Ci sono domande alle quali è meglio non rispondere nell’interesse di chi le fa”.
(R. Gervaso, Il grillo parlante)

Quando nasce un bambino ci sono una serie di commenti e di domande standard che risucchiano ogni genitore di buona volontà. Vi elenco i cinque punti principali del protocollo d’intervista, a cui ogni buon padre di famiglia è costretto a sottoporsi.

  1. Il commento più falso e più diffuso fatto in presenza dei genitori è “Che bello che è”. Cordialità, contegno senso del decoro, sensibilità… Non so quale sia il vero motivo, ma non ho mai sentito dire ad un genitore che suo figlio è “bruttino” e neppure che è “così così”. Eppure è impossibile che tutti i bambini del mondo siano belli, lo sanno anche i genitori stessi. Meglio passare per maleducati o per ipocriti?

▶ Righe da usare:
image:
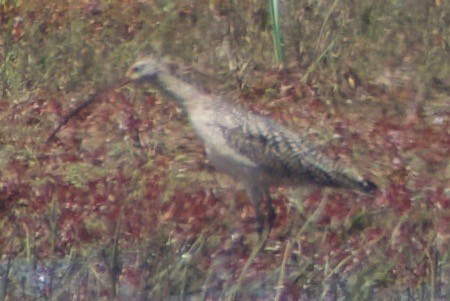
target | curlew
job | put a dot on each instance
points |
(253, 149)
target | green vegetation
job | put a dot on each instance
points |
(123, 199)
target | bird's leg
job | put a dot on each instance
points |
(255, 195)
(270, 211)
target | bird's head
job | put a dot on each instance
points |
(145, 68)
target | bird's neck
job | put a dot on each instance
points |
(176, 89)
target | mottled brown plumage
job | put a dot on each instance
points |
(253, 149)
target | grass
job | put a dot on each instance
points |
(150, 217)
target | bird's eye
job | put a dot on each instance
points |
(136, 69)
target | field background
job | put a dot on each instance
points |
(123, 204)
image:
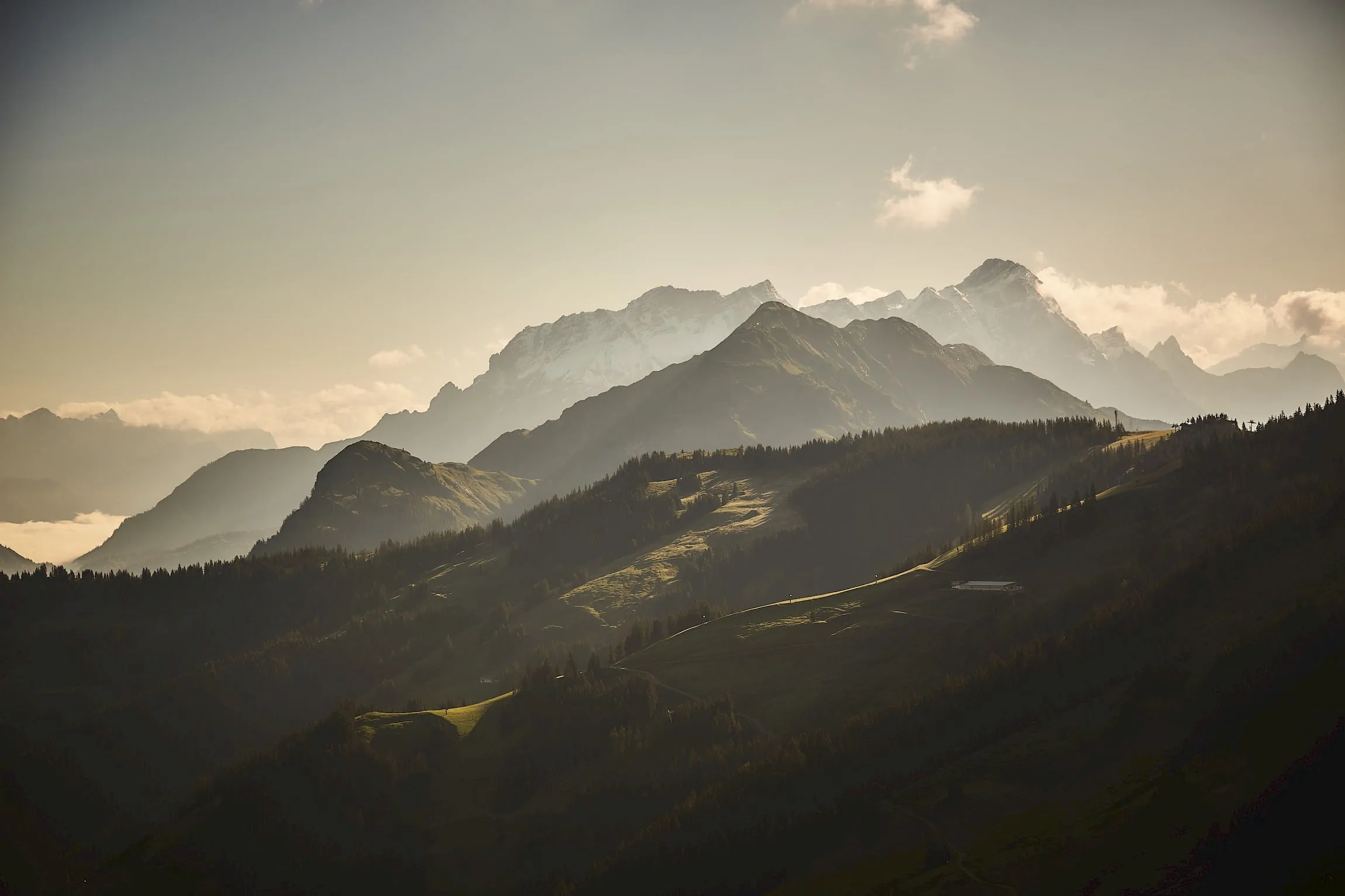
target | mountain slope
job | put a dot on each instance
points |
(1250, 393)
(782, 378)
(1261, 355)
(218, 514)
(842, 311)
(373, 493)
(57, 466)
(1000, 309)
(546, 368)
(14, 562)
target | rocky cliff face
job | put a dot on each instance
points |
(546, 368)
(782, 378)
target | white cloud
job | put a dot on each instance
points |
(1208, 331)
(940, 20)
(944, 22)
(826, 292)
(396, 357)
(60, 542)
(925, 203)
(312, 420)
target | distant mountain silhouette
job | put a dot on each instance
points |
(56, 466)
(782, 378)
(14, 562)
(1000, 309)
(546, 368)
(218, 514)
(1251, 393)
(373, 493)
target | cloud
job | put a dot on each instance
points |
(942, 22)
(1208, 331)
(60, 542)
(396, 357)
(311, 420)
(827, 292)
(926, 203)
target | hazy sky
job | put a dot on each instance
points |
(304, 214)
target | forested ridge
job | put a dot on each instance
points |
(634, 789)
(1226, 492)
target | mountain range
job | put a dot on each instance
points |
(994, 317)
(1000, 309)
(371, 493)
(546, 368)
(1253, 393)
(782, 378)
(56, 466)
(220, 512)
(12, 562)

--

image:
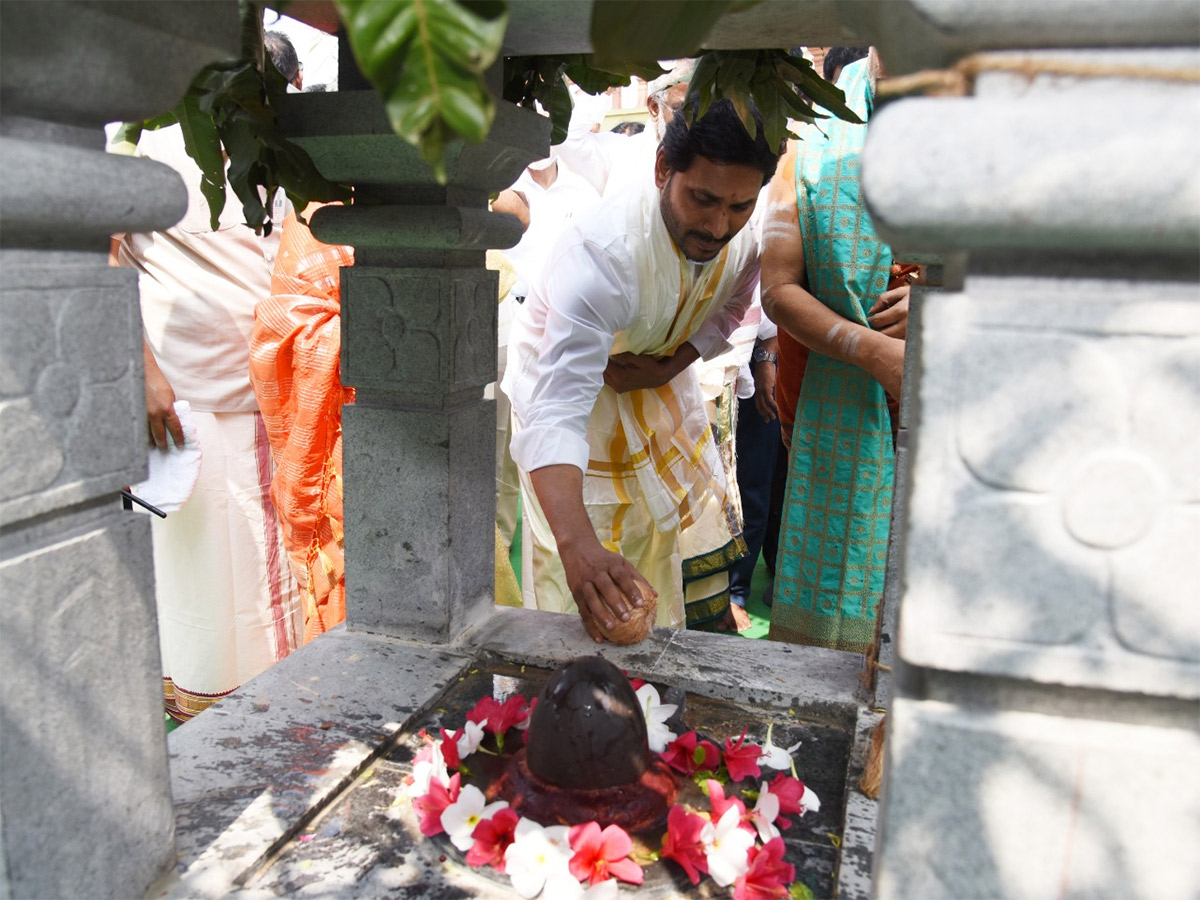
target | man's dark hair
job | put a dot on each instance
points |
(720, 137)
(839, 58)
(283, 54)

==

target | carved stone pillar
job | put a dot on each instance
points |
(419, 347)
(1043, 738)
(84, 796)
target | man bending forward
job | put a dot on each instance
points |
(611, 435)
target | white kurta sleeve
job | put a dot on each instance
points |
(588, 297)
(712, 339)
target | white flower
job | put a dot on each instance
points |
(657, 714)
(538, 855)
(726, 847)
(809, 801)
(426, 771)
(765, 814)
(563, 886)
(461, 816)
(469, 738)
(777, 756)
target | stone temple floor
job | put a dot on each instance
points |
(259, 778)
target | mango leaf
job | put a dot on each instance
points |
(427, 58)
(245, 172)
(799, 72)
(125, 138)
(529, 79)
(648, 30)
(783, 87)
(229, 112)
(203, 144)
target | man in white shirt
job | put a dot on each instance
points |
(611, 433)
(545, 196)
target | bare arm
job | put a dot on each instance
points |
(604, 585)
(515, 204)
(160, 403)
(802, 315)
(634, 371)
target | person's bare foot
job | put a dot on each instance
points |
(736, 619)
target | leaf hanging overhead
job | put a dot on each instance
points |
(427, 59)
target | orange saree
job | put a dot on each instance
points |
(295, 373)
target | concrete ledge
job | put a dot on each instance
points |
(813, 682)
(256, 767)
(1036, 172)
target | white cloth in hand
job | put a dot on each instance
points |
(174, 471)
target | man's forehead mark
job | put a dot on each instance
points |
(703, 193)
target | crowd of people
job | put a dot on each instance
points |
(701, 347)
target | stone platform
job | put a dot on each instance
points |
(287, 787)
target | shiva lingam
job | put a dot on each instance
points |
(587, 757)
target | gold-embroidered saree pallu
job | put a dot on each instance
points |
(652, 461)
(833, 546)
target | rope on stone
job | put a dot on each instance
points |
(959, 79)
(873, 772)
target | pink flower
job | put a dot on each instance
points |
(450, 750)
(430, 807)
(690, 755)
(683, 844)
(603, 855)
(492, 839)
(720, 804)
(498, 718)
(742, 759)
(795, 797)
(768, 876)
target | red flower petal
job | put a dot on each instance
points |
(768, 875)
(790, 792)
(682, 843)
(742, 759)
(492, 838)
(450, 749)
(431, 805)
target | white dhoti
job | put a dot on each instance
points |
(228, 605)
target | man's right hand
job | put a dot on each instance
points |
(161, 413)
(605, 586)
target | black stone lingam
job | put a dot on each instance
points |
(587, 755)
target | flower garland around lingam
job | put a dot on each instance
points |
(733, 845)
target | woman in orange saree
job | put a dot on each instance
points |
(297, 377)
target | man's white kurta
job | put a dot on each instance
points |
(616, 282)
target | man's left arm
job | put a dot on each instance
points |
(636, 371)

▶ Completa quanto segue:
**A.** Secondo il brano, qual è il commento più falso e più diffuso fatto in presenza dei genitori?
**B.** Nelle righe dei dati, riscrivi tutte le righe a partire da quella che contiene "target | mango leaf" e proseguendo fino a quella che contiene "(1036, 172)", entrambe comprese. Sposta ogni coordinata dei punti sommando 95 a ciascun numero.

▶ Risultati:
**A.** "Che bello che è".

**B.**
target | mango leaf
job | put a dot on each instance
points |
(522, 153)
(340, 267)
(894, 167)
(220, 233)
(624, 174)
(743, 125)
(878, 182)
(324, 207)
(298, 239)
target | man in white shirt
job | put a dot on each instance
points |
(706, 528)
(640, 291)
target | bare arm
job | put a dot on each instance
points |
(699, 680)
(610, 299)
(255, 498)
(897, 410)
(729, 466)
target | person's bare foot
job | put a dot on each instance
points |
(831, 714)
target | leaf hanging overhead
job | put a dot on each instance
points |
(522, 154)
target | orange saree
job | put a dot on each instance
points |
(390, 468)
target | concrete ledge
job | put a dot on each instance
points |
(908, 777)
(351, 862)
(1131, 267)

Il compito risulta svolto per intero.